**Directions for this task:** In the data, copy the stretch from the line containing "tire. Write your answer below." through the line containing "[244,111,255,120]", swapping "Exam prompt" for "Quiz question" and changing nothing else.

## Start Supplied records

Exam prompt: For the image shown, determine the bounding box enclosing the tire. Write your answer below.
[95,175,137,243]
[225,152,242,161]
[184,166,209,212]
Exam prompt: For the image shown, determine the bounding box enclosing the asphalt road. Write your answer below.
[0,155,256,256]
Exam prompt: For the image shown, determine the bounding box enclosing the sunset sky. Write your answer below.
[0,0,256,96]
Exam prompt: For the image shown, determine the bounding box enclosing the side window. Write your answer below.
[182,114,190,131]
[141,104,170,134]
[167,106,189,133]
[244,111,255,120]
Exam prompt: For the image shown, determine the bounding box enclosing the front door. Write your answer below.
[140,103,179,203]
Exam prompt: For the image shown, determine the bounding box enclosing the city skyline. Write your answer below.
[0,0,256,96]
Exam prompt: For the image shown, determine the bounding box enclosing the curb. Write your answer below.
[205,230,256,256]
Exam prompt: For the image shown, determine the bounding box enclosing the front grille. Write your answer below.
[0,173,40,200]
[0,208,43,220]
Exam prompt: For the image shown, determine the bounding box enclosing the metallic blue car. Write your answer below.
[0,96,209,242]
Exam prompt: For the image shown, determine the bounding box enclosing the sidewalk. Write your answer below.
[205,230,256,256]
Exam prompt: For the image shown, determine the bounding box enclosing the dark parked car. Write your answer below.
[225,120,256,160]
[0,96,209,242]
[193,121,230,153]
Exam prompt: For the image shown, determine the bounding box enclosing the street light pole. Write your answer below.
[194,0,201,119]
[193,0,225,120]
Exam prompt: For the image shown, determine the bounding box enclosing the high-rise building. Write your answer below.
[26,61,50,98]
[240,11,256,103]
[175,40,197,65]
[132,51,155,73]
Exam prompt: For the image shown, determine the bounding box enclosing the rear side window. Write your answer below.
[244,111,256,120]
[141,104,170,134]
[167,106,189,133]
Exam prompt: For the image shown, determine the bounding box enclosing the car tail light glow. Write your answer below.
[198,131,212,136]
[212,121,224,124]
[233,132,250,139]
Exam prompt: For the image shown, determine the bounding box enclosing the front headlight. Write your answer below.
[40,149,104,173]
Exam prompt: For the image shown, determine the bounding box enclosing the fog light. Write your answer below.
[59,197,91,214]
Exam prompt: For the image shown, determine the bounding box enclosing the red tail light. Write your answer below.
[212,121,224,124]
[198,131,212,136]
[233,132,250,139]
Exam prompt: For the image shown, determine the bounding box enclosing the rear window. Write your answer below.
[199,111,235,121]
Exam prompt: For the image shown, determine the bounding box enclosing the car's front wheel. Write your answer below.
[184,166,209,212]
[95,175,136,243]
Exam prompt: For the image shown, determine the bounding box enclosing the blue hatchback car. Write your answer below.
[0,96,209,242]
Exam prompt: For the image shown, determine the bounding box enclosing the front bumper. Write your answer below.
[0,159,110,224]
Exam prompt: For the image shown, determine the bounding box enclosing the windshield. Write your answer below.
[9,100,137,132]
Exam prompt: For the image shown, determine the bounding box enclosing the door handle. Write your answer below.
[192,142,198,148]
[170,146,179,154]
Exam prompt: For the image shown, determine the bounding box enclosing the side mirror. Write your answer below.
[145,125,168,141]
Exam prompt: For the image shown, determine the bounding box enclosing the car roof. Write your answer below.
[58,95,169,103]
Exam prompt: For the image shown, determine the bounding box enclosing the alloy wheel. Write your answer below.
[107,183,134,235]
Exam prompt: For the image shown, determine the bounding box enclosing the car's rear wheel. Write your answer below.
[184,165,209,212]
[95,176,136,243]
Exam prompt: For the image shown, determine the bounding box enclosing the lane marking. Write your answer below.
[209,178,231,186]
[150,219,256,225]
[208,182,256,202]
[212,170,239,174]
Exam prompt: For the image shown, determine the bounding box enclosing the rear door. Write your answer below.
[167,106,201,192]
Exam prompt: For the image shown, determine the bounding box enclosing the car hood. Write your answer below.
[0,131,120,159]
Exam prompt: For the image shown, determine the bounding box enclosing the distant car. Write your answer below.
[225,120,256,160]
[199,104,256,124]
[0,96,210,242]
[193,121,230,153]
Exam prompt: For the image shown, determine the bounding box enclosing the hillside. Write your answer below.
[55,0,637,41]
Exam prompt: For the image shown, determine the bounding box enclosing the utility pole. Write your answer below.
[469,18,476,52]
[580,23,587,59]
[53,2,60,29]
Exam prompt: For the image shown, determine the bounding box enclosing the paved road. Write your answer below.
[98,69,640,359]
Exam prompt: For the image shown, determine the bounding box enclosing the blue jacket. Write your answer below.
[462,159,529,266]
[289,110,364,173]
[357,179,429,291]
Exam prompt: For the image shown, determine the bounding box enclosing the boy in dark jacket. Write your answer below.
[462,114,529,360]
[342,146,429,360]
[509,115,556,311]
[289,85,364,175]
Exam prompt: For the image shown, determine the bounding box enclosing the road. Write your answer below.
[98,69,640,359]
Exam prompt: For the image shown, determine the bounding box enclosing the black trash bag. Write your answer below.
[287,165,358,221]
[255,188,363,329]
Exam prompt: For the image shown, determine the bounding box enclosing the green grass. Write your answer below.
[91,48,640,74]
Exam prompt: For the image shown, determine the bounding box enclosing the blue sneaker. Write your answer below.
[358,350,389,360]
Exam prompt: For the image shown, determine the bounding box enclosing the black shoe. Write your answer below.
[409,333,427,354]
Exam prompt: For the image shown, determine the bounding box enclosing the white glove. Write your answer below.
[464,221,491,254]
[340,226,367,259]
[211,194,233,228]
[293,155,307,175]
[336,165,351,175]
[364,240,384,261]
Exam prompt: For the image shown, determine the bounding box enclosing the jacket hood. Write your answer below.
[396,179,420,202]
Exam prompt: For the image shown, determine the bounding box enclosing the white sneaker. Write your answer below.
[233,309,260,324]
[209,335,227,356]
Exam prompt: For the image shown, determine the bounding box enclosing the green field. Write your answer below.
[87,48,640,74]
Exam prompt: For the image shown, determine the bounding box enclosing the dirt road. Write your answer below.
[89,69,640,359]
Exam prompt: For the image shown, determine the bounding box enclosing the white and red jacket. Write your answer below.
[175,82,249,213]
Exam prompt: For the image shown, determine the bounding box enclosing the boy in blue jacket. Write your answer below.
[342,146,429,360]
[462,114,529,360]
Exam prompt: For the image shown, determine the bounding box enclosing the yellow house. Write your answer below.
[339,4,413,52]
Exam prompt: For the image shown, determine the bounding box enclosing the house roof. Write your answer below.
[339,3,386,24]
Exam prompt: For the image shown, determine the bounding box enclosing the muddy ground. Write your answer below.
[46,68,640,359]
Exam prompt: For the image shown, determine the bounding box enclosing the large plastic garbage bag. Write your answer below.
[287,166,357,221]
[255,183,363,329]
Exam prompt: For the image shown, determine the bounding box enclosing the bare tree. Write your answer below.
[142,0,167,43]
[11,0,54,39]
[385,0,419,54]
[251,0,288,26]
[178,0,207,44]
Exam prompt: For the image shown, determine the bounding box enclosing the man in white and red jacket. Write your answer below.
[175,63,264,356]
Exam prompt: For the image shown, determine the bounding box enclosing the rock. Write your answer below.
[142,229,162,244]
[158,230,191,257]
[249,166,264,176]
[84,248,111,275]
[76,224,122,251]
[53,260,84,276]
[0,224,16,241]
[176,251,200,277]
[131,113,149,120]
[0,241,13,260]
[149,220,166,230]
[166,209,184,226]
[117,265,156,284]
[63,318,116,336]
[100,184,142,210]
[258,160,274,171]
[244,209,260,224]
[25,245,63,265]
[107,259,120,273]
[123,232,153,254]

## End Supplied records
## Start Supplied records

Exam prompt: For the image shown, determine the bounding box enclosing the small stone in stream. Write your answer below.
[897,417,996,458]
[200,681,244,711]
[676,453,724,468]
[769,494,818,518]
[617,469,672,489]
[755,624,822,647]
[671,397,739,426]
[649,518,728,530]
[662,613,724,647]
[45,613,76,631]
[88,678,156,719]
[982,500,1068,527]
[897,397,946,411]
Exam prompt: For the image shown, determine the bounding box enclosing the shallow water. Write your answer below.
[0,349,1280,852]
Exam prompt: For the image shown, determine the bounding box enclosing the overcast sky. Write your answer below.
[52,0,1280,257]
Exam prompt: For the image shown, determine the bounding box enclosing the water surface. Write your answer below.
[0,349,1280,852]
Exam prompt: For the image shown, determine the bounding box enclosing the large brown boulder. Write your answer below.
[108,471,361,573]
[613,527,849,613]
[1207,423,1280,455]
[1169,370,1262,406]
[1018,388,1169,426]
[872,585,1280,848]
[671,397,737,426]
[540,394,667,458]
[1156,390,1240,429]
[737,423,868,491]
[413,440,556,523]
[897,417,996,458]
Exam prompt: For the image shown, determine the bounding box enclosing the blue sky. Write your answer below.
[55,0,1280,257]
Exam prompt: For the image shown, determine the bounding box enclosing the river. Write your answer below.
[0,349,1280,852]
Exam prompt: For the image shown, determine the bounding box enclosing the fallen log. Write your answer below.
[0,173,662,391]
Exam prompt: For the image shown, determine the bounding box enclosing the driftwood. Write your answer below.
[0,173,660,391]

## End Supplied records

**Result below:**
Quiz question: For the image shown, determine the bounding box enclosing the tire. Write your answer below.
[95,175,137,243]
[225,152,242,161]
[184,166,209,212]
Quiz question: For the image shown, determine the bounding box enclosing the asphalt road. Write your answer below.
[0,155,256,256]
Quiz question: For the image shown, determine the bounding box enclosing the sunset sky. Write your answer below.
[0,0,256,96]
Quiz question: For the image shown, determine the bounding box enclosing the side window. Write your answer below.
[182,114,190,131]
[141,104,170,134]
[167,106,189,133]
[244,111,255,120]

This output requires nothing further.